The task:
In every piece of material below, swap "even-odd rule" for "nonzero winding rule" and give the lines back with nothing else changed. Leave the pictures out of your answer.

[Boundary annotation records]
☆ ☆ ☆ ☆ ☆ ☆ ☆
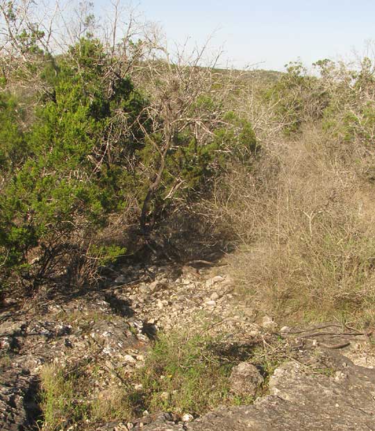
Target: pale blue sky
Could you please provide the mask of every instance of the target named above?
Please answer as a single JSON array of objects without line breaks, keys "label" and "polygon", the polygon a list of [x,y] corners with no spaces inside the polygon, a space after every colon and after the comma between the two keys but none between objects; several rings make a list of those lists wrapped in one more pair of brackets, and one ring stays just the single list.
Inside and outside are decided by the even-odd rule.
[{"label": "pale blue sky", "polygon": [[[104,1],[104,0],[102,0]],[[317,60],[362,53],[375,40],[375,0],[140,0],[138,9],[158,22],[168,39],[224,44],[224,60],[242,67],[283,70],[299,57]]]}]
☆ ☆ ☆ ☆ ☆ ☆ ☆
Problem solution:
Target: pale blue sky
Could you please provide the mask of every instance of the target named above?
Please answer as a single JSON array of objects without line breaks, keys "label" and "polygon", the polygon a list of [x,y] corners with no spaces inside the polygon, a space after every colon and after the comma between the two keys but none between objects; several rings make a list of those lists wrapped in one more pair of brackets, and one ring stays just the single list.
Inside and outside are decided by the nonzero winding rule.
[{"label": "pale blue sky", "polygon": [[[104,1],[104,0],[102,0]],[[317,60],[362,53],[375,40],[375,0],[140,0],[138,9],[158,22],[168,39],[224,44],[224,60],[242,67],[283,70],[299,57]]]}]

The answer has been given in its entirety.